Report every line of the material below that contains the string "blue", copying each such line in full. Matching is case-sensitive.

--------------------------------------------------

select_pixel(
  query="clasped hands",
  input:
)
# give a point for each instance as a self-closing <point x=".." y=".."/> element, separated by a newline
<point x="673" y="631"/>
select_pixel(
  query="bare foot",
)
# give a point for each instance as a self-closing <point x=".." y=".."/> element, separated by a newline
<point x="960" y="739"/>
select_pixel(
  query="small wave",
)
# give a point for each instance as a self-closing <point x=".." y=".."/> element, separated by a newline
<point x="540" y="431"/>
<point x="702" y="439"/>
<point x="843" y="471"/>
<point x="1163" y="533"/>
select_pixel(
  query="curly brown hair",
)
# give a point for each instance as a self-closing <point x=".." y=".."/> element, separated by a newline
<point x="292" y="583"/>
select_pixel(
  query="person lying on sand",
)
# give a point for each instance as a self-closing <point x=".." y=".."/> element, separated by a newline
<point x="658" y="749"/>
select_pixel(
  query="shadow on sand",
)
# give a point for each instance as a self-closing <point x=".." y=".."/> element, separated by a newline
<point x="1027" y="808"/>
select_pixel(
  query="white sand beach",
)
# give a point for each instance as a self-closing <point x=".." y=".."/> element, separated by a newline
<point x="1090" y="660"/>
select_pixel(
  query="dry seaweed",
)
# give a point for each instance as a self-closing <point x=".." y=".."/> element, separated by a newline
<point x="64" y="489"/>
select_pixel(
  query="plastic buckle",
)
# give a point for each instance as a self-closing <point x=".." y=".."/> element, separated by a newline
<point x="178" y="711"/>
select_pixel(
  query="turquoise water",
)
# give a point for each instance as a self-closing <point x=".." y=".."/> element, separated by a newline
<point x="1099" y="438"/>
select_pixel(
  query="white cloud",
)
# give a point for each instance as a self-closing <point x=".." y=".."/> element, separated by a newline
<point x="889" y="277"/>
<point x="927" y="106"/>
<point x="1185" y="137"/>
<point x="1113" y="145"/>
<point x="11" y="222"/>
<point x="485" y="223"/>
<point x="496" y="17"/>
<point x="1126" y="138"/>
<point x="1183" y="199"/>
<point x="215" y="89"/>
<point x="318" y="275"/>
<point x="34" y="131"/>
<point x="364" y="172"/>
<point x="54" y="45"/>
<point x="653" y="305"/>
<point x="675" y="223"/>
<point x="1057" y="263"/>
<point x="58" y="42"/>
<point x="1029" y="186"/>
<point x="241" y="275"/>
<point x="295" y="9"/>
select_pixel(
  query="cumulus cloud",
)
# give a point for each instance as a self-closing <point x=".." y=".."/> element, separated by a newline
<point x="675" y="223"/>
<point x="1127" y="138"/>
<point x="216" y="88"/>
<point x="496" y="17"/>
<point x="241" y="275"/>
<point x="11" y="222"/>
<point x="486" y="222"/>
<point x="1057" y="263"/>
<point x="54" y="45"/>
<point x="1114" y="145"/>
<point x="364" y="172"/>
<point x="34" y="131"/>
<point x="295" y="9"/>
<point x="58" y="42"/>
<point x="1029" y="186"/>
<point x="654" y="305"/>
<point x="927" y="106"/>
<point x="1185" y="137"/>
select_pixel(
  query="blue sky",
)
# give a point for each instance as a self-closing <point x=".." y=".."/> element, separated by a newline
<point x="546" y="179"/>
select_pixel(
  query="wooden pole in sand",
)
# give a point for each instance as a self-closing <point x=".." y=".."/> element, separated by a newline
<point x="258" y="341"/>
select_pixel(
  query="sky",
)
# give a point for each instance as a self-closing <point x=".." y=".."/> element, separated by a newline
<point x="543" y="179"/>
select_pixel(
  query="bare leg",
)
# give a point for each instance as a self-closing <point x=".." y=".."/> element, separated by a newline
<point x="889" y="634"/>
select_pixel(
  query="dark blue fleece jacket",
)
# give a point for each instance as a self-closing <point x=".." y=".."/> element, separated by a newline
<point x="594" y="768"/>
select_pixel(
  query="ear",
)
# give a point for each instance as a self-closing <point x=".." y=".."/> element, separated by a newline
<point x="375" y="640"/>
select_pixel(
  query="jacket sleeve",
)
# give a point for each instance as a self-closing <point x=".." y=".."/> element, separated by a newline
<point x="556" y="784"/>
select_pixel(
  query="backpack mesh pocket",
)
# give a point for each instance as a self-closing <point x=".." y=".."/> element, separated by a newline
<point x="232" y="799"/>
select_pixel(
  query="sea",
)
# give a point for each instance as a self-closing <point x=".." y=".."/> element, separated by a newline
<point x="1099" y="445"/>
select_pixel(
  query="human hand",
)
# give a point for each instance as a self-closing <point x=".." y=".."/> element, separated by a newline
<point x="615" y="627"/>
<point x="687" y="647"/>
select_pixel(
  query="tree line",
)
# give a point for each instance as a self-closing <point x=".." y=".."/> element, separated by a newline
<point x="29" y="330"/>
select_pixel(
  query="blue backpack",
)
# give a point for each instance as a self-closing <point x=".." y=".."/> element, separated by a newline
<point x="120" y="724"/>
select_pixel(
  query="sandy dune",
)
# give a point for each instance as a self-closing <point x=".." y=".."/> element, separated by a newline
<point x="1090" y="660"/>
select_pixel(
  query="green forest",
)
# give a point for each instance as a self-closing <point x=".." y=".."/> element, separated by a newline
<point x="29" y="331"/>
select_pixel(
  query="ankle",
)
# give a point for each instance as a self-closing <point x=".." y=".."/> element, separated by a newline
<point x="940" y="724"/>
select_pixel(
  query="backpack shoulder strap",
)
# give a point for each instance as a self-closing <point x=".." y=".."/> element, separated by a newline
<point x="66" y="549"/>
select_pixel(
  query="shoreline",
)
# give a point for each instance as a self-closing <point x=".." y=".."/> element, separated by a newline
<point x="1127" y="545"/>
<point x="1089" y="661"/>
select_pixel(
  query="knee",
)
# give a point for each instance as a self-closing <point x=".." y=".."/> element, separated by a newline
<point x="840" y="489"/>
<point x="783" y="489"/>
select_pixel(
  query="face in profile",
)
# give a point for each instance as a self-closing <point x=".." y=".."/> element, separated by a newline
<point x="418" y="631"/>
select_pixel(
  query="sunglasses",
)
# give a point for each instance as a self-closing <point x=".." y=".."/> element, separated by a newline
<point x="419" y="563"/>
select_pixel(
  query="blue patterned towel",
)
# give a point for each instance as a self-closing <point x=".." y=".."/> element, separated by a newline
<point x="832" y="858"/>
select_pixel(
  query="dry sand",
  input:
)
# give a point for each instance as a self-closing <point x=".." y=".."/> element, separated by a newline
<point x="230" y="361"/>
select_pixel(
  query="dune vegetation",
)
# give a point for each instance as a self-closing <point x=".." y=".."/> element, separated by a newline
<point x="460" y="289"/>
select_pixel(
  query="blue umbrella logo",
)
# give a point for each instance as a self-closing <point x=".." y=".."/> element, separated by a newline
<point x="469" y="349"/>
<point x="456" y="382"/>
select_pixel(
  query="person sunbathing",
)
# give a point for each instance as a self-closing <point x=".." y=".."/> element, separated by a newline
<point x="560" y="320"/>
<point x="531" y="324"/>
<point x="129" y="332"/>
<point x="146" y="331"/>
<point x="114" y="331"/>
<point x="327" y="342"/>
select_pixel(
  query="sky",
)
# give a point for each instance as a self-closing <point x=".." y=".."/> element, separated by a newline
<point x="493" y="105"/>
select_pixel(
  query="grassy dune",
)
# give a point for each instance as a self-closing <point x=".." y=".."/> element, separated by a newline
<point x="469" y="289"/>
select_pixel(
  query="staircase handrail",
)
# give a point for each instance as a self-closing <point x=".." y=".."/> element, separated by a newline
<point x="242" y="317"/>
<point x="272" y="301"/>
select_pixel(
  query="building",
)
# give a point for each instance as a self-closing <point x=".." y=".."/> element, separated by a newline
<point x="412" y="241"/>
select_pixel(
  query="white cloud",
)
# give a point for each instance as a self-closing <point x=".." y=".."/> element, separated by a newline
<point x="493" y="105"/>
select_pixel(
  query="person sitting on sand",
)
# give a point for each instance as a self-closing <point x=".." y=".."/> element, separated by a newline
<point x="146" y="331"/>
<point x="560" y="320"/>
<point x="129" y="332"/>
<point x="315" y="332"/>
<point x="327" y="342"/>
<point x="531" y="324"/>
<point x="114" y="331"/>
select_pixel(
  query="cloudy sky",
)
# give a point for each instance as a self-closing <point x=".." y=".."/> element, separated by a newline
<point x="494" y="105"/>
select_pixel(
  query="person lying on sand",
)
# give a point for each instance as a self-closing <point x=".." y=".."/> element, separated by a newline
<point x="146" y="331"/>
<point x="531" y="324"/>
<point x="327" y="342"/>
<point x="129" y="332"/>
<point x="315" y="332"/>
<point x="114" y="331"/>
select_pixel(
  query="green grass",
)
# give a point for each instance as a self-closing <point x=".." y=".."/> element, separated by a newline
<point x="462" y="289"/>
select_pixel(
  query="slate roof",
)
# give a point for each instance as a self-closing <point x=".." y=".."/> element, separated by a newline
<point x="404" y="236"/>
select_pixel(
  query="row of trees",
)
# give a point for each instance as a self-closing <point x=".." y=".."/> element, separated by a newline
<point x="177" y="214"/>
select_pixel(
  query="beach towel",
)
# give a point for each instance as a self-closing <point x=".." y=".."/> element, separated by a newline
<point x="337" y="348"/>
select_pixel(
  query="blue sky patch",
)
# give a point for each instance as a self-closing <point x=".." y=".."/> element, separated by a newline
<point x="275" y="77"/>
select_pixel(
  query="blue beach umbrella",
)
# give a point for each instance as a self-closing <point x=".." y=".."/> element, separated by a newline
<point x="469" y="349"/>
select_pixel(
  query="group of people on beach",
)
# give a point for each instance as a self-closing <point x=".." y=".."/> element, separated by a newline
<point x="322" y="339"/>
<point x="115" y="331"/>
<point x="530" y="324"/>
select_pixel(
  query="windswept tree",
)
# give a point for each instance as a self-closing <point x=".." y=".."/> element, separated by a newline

--------------------------------------------------

=== Solution to the exercise ===
  query="blue sky",
  query="dark blue fleece jacket",
  query="blue backpack",
  query="blue patterned towel",
  query="blue umbrella logo",
  query="blue sky patch",
  query="blue beach umbrella",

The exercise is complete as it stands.